*WHAT YOU ARE ASKED TO DO:* Reproduce the material word for word, starting at its first line and ending with the line that holds "631 847 L 635". Include both of those lines.

--- START DATA LINES ---

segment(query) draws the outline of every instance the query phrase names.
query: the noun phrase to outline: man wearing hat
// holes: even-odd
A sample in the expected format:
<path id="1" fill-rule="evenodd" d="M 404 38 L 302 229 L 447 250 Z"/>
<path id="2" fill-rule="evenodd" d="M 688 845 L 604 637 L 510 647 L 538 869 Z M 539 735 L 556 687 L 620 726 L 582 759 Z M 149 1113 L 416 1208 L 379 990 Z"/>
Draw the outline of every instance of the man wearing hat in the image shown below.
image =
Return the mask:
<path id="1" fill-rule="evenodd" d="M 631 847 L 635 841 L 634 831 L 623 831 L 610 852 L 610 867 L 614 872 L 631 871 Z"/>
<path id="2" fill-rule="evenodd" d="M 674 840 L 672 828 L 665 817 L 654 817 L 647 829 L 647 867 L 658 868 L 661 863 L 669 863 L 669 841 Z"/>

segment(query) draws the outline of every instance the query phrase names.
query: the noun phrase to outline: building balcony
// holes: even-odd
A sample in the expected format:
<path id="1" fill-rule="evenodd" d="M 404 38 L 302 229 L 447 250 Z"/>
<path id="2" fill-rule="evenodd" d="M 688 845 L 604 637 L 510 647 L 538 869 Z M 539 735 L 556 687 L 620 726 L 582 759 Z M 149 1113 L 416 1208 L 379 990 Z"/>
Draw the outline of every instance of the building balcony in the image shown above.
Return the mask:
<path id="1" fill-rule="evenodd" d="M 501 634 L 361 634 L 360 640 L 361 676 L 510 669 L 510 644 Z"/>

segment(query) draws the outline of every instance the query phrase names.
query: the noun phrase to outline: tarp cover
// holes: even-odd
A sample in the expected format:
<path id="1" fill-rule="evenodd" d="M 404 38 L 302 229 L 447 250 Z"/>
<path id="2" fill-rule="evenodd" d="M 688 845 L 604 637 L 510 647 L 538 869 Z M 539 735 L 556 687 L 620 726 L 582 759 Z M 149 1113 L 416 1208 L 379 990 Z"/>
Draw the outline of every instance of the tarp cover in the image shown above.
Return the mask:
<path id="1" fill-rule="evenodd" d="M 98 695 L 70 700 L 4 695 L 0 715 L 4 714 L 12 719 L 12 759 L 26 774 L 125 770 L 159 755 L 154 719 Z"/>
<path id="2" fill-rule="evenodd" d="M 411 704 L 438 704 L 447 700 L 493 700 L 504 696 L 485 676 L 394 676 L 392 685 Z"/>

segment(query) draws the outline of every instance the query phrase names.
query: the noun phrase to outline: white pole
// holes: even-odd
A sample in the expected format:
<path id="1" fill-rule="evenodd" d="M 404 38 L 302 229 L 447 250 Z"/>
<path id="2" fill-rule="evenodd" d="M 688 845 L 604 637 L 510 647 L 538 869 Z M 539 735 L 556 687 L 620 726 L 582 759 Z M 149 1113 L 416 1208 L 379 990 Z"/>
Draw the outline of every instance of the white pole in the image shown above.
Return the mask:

--- END DATA LINES ---

*EXERCISE RESPONSE:*
segment(query) draws the outline of every instance the query phrase names.
query: the noun phrase to outline: man wearing hat
// holes: even-odd
A sample in the expected format:
<path id="1" fill-rule="evenodd" d="M 404 38 L 302 229 L 447 250 Z"/>
<path id="2" fill-rule="evenodd" d="M 688 845 L 604 637 L 510 647 L 538 869 Z M 539 735 L 556 687 L 620 726 L 582 759 Z M 149 1113 L 416 1208 L 379 990 Z"/>
Draw the outline of every instance of the man wearing hat in the image shown below.
image =
Return the mask:
<path id="1" fill-rule="evenodd" d="M 631 847 L 635 841 L 634 831 L 623 831 L 610 852 L 610 867 L 614 872 L 631 871 Z"/>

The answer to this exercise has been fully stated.